STUDY MATERIAL Start Marker

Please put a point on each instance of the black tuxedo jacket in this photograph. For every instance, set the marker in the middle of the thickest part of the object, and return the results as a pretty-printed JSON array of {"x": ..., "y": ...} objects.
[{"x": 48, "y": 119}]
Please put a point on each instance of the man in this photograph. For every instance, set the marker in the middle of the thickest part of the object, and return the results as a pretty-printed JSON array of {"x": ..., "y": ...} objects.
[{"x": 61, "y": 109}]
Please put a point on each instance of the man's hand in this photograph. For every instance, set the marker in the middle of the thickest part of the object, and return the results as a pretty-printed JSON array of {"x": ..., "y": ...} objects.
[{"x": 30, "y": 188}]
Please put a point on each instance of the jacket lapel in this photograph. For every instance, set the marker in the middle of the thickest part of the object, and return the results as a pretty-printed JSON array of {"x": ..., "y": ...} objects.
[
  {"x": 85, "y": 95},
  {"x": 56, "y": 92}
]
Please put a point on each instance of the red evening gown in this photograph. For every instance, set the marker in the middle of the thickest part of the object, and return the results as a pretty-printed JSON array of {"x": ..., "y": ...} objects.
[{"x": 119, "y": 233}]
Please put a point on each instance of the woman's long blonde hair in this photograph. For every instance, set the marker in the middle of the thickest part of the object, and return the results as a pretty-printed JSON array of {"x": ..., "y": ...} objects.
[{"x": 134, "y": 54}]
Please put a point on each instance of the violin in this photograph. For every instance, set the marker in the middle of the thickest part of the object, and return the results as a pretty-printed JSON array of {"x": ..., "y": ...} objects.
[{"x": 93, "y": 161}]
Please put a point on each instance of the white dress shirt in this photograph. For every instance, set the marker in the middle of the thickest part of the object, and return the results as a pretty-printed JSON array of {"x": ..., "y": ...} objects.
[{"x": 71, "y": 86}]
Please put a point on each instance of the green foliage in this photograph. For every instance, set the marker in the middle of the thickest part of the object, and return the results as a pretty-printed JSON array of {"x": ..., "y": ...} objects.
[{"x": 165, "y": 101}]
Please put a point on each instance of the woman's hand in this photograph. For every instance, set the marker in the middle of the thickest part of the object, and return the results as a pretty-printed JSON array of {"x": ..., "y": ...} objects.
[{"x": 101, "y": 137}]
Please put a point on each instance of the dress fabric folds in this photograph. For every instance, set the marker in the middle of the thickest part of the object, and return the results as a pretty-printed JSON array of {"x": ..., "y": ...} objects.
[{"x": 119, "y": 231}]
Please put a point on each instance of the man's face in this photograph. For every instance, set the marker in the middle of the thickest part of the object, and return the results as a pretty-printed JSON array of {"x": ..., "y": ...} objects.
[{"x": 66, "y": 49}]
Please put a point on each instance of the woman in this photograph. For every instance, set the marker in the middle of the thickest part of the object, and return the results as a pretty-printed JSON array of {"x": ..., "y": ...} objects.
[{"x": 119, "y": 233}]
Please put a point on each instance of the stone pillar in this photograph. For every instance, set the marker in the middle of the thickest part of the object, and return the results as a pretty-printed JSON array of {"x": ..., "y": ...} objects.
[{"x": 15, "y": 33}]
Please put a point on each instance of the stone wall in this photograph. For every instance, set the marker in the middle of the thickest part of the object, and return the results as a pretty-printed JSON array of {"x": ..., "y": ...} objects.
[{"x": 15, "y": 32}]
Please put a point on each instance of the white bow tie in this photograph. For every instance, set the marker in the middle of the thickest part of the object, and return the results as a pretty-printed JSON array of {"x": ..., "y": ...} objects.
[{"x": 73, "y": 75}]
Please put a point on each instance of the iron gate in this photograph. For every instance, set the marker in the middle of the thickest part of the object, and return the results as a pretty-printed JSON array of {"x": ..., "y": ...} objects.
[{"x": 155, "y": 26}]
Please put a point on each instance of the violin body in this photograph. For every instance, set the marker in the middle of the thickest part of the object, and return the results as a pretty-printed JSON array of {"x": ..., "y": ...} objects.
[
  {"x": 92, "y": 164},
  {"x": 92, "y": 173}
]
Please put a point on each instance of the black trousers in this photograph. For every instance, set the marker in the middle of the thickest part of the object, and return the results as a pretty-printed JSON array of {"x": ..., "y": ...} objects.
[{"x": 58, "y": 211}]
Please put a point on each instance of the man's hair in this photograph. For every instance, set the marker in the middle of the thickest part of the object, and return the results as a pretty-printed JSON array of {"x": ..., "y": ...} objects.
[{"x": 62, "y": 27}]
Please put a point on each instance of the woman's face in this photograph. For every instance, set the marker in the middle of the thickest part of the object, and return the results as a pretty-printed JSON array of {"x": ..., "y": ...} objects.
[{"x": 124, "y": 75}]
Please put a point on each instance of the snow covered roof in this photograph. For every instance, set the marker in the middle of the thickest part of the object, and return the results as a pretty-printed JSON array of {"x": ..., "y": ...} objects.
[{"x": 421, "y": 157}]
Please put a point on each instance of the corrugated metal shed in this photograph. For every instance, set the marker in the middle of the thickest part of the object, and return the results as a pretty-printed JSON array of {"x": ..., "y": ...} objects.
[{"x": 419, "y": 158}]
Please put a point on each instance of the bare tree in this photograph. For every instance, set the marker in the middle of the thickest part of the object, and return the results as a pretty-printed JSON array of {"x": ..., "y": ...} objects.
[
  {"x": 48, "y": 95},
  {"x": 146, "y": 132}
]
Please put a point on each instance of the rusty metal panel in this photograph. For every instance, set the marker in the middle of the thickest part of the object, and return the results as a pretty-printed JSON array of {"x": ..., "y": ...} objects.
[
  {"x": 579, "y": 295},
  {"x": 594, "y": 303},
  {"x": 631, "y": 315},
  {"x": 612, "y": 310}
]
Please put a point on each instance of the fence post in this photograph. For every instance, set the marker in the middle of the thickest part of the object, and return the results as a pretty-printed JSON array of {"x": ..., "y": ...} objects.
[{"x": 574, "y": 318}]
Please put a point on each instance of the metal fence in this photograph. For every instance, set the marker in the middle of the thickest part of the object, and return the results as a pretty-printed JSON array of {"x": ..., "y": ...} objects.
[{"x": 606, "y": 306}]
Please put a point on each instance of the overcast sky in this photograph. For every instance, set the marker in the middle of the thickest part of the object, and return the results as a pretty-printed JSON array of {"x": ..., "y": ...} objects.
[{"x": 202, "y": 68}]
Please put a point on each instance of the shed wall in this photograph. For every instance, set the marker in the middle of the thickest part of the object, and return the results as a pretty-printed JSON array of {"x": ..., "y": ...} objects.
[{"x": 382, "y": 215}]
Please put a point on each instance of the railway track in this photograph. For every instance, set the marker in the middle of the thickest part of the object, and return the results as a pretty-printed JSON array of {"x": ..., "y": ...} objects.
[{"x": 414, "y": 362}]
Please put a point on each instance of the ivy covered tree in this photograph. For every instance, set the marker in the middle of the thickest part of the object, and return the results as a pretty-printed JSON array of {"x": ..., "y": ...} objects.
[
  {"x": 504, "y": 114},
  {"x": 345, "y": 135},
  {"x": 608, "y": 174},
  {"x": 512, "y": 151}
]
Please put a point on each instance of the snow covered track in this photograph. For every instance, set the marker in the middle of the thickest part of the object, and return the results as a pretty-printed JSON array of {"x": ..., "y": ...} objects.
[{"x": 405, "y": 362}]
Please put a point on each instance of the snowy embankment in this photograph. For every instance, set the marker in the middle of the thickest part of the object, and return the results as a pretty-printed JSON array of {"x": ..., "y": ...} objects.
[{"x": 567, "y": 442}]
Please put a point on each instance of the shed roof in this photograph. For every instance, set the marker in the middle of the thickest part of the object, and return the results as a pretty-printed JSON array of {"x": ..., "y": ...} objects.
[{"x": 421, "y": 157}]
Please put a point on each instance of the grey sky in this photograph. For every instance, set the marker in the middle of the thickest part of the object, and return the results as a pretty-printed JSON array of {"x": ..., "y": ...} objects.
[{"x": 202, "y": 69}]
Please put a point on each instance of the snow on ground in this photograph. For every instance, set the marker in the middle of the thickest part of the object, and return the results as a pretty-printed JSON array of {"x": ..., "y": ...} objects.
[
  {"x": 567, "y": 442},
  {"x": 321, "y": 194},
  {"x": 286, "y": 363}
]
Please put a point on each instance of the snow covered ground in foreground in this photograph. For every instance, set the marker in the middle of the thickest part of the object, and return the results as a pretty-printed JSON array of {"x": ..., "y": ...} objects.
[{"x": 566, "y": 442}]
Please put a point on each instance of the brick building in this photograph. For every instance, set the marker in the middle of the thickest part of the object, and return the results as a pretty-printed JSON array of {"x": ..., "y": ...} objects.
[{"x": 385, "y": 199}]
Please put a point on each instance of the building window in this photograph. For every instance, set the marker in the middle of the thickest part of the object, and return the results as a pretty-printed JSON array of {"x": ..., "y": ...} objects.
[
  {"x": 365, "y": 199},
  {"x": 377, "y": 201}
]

STUDY MATERIAL End Marker

BRIEF: Exact copies of the lines from the one containing "Please put a point on each instance of the brick" through the end of the listing, both included, are the only thing wanted.

TASK RESPONSE:
Please put a point on each instance of the brick building in this photograph. For every instance, set the marker in the middle of the thickest part of the object, and return the results as a pretty-printed JSON array of {"x": ..., "y": ...} objects.
[{"x": 385, "y": 199}]
Please put a point on each instance of the building window in this photograph. For every instance, set the marker in the middle of the thickest part of the object, and return the results as a pretty-printed JSON array of {"x": ..., "y": ...} objects.
[
  {"x": 365, "y": 199},
  {"x": 377, "y": 201}
]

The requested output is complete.